Required task: Print the lines of the listing below verbatim, starting at the line that contains "where the tall" and stopping after the line that contains "482 459 511 480", with both of those lines included.

-- BEGIN Records for the exercise --

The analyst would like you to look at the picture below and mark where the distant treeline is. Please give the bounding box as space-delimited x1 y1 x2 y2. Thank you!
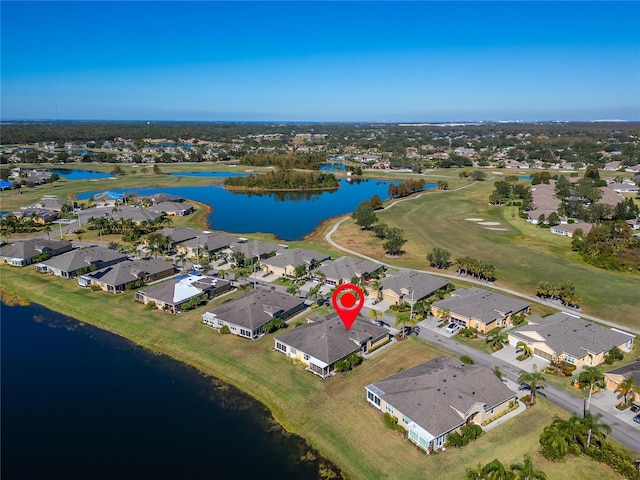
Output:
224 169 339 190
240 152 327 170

-- END Records for the exercise --
-- BEGIN Records for the exercise --

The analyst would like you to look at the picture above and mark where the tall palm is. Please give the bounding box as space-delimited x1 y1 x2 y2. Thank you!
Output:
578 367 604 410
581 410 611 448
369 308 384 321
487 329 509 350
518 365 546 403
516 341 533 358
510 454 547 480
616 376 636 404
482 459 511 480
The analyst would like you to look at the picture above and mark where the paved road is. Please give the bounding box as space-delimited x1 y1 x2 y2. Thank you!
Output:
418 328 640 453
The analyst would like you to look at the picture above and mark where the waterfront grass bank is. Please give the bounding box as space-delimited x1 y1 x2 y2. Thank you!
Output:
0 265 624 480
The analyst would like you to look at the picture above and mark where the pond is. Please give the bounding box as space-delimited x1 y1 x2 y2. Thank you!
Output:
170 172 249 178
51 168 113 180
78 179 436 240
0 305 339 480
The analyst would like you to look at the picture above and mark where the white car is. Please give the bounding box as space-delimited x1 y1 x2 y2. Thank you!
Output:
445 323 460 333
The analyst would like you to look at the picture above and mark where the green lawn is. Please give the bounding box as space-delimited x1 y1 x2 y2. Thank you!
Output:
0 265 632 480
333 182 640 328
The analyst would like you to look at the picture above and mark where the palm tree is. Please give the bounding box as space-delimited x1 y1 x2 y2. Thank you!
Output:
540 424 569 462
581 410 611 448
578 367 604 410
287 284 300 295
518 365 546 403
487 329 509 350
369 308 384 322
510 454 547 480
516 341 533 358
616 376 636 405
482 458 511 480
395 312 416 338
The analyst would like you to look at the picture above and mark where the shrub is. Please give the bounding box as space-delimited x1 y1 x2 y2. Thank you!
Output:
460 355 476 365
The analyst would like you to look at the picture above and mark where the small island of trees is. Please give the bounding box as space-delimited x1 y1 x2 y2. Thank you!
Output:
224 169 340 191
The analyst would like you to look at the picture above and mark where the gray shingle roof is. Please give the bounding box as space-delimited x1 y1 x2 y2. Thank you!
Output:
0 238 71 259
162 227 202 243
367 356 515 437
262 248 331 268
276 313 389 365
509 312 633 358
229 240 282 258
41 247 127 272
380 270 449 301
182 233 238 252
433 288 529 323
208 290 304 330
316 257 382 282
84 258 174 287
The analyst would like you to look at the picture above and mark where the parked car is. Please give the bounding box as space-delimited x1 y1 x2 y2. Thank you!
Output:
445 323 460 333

-- END Records for the exercise --
-- BEGIN Records for the exercise --

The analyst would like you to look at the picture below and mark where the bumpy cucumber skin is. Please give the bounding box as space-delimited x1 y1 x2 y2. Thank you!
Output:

-- END Records for the exercise --

The completed task:
The analyst would like you to look at the picture above and mark where the tall palm is. Please give the bounding box as space-delimited x1 y1 x2 y2. Thank you!
Output:
578 367 604 410
581 410 611 448
369 308 384 321
487 329 509 350
518 365 546 403
516 341 533 358
510 454 547 480
616 376 636 404
482 459 511 480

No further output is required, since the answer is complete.